Start of DATA EXTRACTS
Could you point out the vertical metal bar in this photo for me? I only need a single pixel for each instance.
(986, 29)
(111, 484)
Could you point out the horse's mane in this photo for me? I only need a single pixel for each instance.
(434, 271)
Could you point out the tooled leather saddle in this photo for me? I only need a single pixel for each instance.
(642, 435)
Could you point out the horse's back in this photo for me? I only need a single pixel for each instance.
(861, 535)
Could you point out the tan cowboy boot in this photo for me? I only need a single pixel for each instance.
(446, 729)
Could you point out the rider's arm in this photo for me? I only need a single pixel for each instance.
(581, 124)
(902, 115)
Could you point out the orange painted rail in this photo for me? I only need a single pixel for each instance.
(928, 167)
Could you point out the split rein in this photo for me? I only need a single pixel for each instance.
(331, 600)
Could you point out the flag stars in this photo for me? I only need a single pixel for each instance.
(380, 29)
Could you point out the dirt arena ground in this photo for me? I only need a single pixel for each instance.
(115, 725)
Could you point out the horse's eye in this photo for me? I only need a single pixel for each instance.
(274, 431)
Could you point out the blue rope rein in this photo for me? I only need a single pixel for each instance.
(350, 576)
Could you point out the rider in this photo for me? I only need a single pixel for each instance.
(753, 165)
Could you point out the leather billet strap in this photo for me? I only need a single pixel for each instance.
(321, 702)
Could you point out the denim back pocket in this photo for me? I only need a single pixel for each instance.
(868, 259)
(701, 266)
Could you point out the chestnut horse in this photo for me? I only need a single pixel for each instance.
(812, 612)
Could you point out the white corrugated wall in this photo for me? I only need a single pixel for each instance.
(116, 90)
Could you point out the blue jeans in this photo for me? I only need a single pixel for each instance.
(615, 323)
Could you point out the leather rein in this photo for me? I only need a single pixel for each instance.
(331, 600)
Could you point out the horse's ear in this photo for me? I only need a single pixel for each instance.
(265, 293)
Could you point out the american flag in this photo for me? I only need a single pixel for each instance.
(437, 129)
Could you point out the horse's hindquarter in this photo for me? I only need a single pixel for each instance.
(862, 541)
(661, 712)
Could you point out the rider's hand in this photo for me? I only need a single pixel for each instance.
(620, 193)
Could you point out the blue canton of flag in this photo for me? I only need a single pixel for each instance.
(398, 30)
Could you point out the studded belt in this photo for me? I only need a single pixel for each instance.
End of DATA EXTRACTS
● **THE PROBLEM**:
Transcribe the data above in full, keeping every word as it is.

● **OUTPUT OF THE TASK**:
Could you point out the vertical metal bar in this photo for me? I only need a single pixel for each instance.
(986, 29)
(111, 484)
Could you point out the horse's mane in this photo for me? I only need a single pixel for each instance.
(434, 271)
Could you point out the tooled leather saddle in this photo for me? I only need a single pixel for each instance.
(642, 435)
Could you point out the horse's back in this photo for me? I only need a single pixel for each instance.
(861, 535)
Could you point out the tan cowboy boot in this photo for me? I only need a single pixel for each instance.
(446, 729)
Could you point out the rider's arm in this photo for me? I only need a single pixel for each instance.
(581, 124)
(902, 115)
Could you point out the orange painted rail in this photo for me? I only need a single pixel for each instance.
(928, 167)
Could you point out the split rein in this photo for me? I only need a single pixel for each instance.
(331, 600)
Could you point out the flag stars in this photo for me? I only need a single pixel for each instance.
(380, 29)
Could you point out the dirt arena ground in this photo for me? I only need a single pixel for each instance.
(115, 725)
Could you point out the horse's eye in this photo for me? I only need a single pixel for each instance.
(274, 431)
Could you point out the blue rope rein in this photo for me? I only need a single pixel for each instance.
(350, 576)
Could you point out the rider in this photo for me? I only need a single pixel for each instance.
(753, 165)
Could you point out the leather billet strap in this photo for me? I only need a single pixel for each instance.
(321, 702)
Could you point out the denim back pocket in this photo for me? I only need a single pixel for each instance.
(868, 259)
(701, 266)
Could you point out the chestnut horse in this photo for me? I only need a single pixel for each instance.
(812, 612)
Could you point out the white corrugated wall in this photo for me? I only need a single pixel for each instance.
(116, 90)
Could you point out the blue jeans in this photo for me? I only need a single pixel for each instance.
(615, 323)
Could you point out the leather rein in this photo for me? I only need a single pixel for each instance.
(331, 600)
Could you point out the horse's ear in this photo for me? I only need a single pixel for each instance.
(265, 293)
Could you point out the american flag in this photo for me? I only need a single pixel for each instance.
(437, 129)
Could you point out the horse's hindquarter in this photo for me? I only need a single pixel for each instance.
(862, 541)
(661, 712)
Could you point out the rider's hand in this photo for me? I only need a single pixel for each instance.
(620, 193)
Could you point out the blue canton of flag in this photo for me? I only need a single pixel for each instance.
(398, 30)
Could you point out the studded belt in this photo for me? I only need a single pixel for each instance.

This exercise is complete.